***** Given records *****

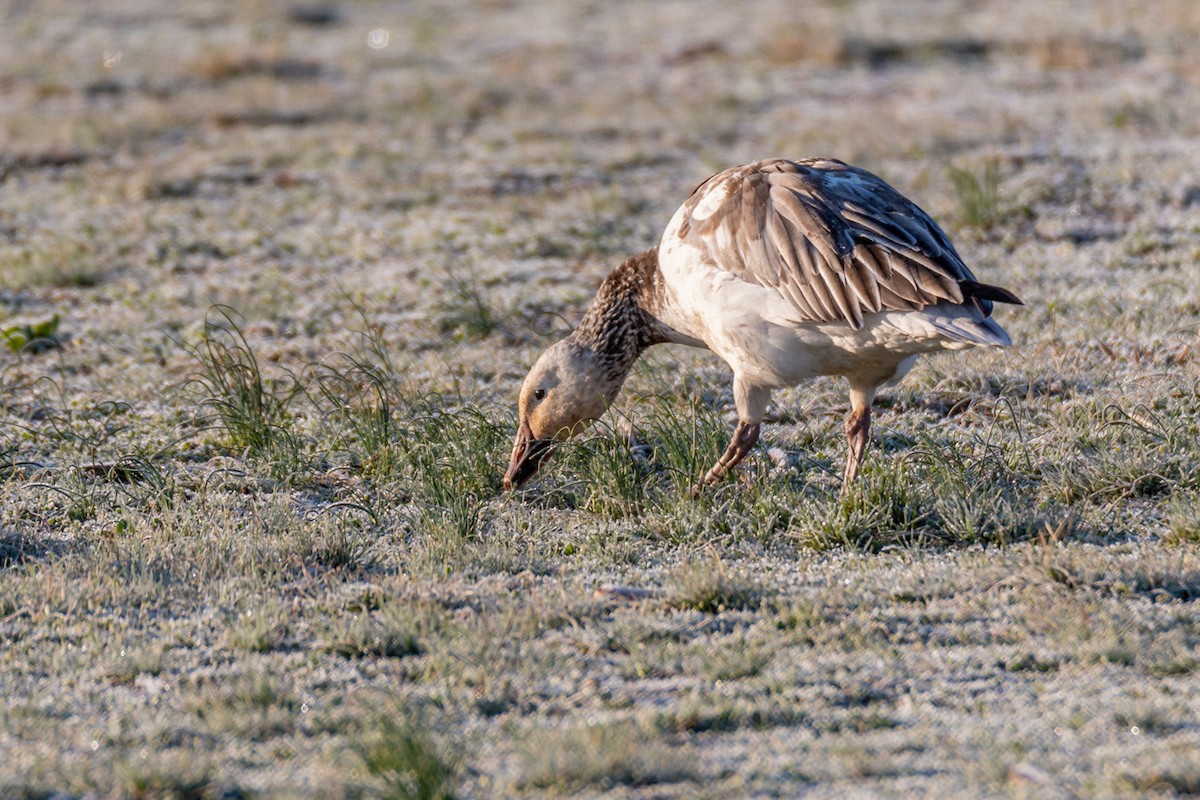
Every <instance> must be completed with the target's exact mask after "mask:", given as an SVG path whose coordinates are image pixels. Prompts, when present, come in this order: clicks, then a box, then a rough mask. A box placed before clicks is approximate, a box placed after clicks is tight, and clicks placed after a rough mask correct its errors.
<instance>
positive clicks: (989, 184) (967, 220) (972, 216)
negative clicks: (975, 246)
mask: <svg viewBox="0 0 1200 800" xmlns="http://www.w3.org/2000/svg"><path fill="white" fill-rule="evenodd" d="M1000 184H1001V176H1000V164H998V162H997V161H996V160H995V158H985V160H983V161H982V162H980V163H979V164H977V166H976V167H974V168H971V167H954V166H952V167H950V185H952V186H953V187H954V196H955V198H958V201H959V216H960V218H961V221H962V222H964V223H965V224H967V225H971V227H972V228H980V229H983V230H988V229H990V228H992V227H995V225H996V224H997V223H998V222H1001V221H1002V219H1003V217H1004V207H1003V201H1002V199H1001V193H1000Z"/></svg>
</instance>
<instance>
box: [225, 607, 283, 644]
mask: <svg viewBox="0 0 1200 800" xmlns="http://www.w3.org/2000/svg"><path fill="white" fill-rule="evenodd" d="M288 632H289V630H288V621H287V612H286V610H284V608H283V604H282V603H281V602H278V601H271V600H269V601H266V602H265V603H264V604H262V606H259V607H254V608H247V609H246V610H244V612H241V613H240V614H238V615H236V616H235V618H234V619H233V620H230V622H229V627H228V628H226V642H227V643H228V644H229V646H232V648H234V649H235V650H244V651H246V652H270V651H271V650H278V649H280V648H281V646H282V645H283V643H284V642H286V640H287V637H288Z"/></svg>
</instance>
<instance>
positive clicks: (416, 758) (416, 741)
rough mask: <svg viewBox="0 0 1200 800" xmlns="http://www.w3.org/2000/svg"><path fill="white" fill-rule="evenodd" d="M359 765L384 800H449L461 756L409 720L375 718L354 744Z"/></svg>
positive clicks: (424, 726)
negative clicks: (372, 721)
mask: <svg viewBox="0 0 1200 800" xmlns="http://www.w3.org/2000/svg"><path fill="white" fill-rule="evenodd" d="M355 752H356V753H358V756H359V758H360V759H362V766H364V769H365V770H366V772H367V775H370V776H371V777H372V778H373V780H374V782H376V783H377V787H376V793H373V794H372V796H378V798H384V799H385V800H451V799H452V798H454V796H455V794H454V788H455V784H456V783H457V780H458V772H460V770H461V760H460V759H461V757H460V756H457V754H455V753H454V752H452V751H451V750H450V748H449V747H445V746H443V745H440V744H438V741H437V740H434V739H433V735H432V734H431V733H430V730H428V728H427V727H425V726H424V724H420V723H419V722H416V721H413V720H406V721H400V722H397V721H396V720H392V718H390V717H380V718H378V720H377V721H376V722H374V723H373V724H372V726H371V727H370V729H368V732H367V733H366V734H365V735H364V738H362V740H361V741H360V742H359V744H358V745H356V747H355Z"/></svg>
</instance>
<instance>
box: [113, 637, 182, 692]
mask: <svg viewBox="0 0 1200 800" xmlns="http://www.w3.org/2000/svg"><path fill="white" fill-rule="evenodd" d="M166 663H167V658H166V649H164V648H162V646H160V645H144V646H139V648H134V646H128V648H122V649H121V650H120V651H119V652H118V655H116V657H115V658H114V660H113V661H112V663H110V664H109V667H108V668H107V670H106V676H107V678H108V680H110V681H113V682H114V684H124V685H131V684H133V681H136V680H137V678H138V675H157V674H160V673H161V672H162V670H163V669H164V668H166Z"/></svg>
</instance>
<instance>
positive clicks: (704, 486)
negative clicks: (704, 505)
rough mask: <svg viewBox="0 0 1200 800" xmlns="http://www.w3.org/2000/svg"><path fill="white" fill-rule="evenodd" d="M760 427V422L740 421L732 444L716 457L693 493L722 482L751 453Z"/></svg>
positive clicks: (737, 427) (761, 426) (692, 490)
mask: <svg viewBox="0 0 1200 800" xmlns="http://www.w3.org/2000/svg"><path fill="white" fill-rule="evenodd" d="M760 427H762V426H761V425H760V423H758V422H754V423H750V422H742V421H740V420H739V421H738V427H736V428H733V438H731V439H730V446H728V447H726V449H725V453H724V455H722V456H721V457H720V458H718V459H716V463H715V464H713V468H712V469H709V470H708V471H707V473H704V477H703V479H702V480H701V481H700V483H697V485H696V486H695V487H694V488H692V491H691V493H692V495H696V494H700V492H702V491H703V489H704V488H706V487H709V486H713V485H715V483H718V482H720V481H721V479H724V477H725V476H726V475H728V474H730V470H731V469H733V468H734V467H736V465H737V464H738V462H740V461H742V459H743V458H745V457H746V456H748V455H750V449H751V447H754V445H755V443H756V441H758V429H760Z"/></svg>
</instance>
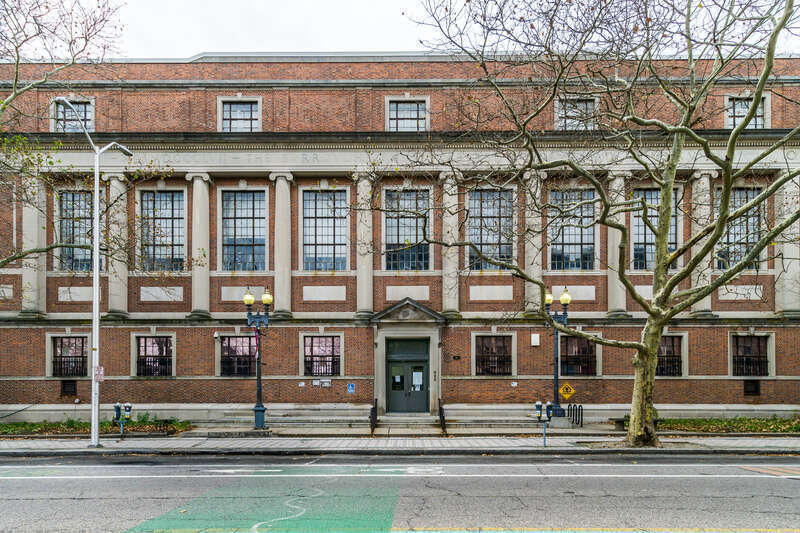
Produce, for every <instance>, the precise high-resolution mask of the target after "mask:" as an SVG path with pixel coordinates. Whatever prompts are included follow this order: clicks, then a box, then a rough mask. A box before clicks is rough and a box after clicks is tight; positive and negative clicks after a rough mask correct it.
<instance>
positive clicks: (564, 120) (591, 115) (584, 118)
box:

*****
***** Given records *****

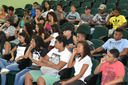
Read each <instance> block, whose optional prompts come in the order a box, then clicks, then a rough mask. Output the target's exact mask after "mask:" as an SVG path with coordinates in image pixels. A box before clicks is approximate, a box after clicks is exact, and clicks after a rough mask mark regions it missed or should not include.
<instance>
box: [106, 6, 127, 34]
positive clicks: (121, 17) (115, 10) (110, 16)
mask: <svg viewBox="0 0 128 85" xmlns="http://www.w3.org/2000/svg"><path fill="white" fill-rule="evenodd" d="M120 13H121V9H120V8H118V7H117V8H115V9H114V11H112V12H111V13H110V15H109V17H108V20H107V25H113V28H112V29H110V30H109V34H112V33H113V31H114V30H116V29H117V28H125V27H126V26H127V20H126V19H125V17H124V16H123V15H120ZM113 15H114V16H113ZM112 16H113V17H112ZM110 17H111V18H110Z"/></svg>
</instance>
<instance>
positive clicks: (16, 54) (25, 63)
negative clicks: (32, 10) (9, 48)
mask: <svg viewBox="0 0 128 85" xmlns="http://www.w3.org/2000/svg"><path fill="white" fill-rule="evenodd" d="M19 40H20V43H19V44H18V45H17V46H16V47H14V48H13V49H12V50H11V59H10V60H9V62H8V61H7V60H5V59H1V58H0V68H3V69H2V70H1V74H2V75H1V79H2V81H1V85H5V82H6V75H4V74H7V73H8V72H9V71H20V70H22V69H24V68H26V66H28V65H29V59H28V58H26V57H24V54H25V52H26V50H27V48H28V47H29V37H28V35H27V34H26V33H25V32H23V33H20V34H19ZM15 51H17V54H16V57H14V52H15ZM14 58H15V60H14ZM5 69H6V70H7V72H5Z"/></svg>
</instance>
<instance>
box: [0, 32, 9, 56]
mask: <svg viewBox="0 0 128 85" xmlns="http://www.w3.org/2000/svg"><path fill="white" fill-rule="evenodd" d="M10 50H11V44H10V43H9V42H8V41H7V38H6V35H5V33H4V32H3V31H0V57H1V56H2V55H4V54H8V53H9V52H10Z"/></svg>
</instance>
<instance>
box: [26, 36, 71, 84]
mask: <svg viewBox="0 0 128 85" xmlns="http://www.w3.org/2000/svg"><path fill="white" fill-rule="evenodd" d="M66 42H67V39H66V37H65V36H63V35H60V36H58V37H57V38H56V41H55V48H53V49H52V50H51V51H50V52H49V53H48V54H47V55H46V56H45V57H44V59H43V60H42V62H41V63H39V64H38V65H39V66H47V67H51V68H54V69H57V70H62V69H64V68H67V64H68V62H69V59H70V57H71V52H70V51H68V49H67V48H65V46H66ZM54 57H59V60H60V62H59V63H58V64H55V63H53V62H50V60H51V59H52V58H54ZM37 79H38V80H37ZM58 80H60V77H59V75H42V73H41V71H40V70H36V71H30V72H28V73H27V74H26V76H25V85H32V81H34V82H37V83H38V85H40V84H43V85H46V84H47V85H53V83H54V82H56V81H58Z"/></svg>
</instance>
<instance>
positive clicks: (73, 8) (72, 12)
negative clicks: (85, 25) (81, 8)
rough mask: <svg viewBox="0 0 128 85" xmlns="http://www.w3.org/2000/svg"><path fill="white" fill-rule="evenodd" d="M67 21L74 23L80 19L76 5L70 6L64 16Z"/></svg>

*****

I'd like the lines above from the one with "positive clicks: (73, 8) (72, 12)" up to and including the one with "21L74 23L80 19L76" copied exactly, with no other lines.

positive clicks: (73, 8) (72, 12)
negative clicks: (85, 25) (81, 8)
rough mask: <svg viewBox="0 0 128 85" xmlns="http://www.w3.org/2000/svg"><path fill="white" fill-rule="evenodd" d="M67 21L74 23L80 19L76 5L70 6L64 16Z"/></svg>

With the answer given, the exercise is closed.